YOUR GOAL:
Place every line of the data below into a Markdown table with the columns Row and Line, numbering each line and omitting blank lines. Leave the pictures out of the answer.

### PROVIDED DATA

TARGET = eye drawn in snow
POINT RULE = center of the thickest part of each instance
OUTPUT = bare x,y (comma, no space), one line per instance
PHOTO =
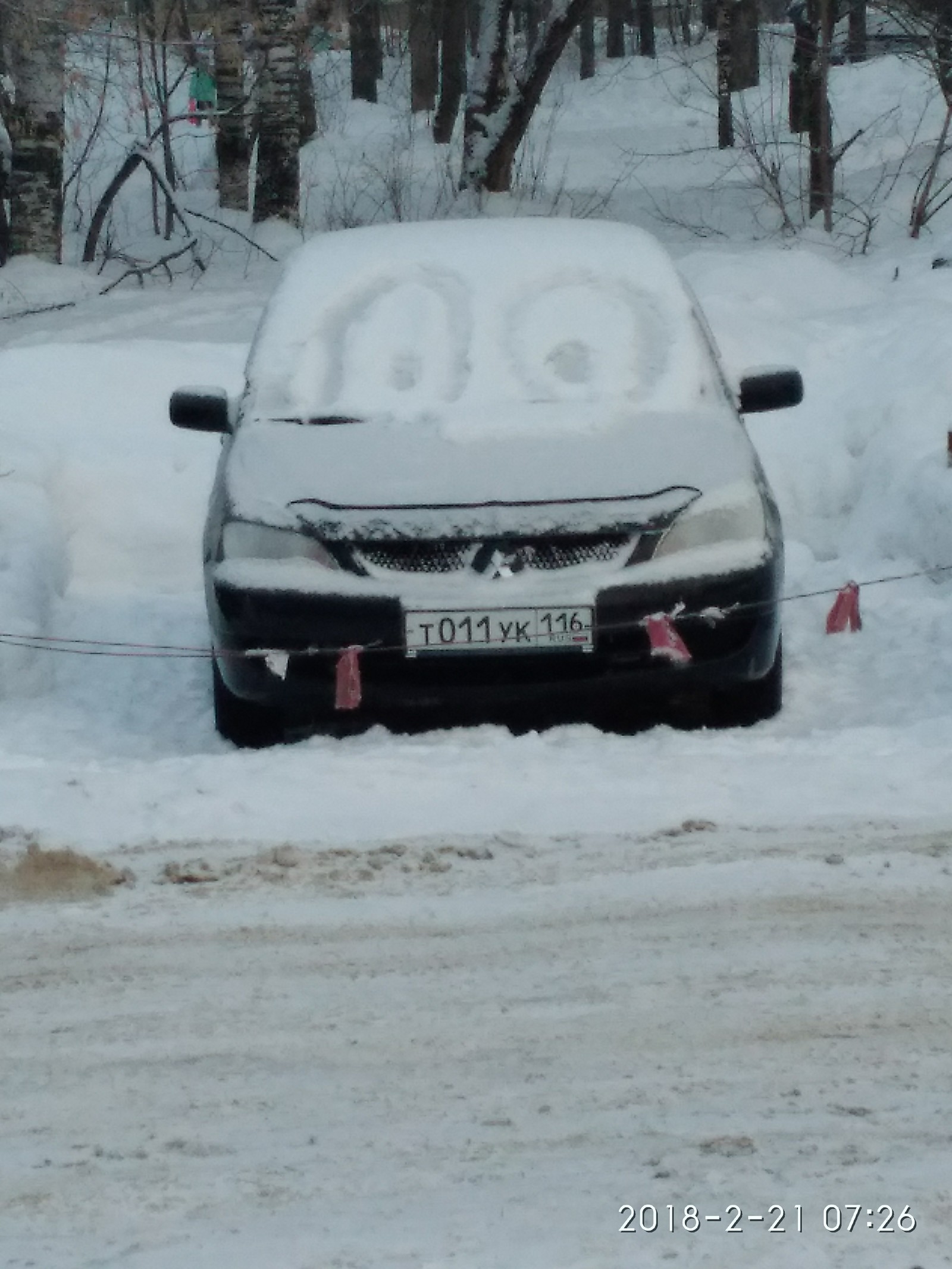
584,337
400,339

######

TASK SOLUTION:
| Row | Line |
|---|---|
| 1 | TARGET = eye drawn in snow |
| 2 | POINT RULE = center of the thickest part of each instance |
| 3 | OUTPUT = bare x,y (comma, no space), one line per instance |
| 4 | PHOTO = |
| 5 | 584,337 |
| 6 | 400,339 |